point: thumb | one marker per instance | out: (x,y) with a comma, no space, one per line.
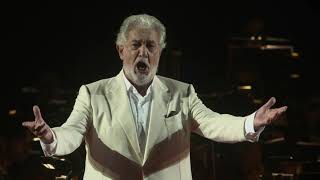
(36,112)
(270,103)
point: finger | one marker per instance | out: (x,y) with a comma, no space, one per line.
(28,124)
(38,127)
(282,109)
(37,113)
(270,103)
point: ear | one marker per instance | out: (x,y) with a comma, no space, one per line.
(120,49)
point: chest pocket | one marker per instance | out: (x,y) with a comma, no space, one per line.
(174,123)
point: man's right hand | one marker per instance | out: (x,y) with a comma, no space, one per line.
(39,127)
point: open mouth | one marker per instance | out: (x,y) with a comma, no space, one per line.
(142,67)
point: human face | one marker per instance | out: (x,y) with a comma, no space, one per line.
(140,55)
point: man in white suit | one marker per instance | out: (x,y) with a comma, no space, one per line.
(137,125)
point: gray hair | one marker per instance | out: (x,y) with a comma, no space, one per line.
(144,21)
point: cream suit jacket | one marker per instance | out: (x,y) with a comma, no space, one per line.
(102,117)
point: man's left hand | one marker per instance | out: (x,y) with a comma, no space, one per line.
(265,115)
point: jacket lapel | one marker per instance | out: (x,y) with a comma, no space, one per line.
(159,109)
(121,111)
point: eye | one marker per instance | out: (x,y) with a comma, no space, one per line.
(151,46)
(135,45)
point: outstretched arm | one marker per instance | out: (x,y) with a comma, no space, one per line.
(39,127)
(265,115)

---

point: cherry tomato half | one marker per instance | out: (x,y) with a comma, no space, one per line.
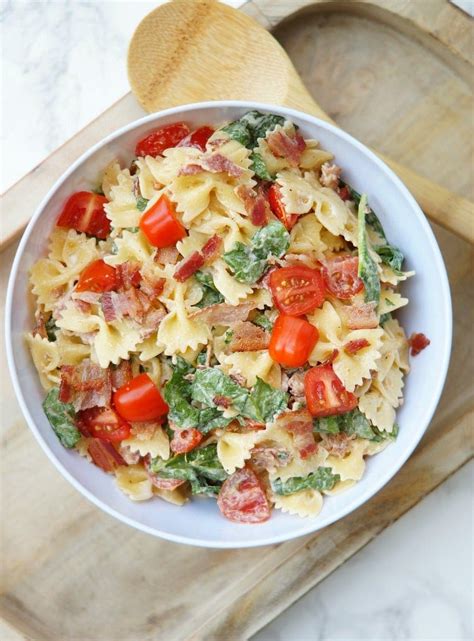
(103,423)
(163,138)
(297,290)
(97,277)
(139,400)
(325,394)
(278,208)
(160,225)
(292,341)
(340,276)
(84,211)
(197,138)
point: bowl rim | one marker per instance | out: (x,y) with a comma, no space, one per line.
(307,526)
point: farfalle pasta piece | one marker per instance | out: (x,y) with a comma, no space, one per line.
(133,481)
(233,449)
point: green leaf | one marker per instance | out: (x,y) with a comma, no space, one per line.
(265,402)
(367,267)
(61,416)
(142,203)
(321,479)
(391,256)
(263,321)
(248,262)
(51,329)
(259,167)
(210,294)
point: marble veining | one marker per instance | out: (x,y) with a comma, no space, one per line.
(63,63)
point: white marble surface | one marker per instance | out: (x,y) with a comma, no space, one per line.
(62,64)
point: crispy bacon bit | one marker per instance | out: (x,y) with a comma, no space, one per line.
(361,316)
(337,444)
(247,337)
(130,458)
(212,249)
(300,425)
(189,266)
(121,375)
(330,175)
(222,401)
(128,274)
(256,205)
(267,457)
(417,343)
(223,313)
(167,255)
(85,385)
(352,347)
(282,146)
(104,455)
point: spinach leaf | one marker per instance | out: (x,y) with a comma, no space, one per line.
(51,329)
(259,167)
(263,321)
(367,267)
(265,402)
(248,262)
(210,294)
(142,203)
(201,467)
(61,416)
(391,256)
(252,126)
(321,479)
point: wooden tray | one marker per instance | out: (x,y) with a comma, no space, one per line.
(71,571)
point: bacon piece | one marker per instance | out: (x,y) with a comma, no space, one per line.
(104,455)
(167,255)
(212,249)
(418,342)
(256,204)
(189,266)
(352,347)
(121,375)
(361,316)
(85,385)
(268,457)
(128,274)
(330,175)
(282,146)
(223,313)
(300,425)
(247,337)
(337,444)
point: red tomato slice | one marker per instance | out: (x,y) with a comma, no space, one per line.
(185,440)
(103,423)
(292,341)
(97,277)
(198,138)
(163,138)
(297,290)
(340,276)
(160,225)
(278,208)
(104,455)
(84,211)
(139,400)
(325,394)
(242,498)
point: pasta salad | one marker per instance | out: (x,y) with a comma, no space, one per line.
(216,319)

* * *

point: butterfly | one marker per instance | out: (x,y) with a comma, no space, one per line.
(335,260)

__SET PROBLEM__:
Pull out each line of the material that contains the string "suit". Case counts.

__RESULT BELOW__:
point: man in white suit | one marker per instance | out: (x,y) with a comma, no space, one per line.
point: cream suit jacket | one marker per instance | out: (x,y) with a comma, no space, one per line.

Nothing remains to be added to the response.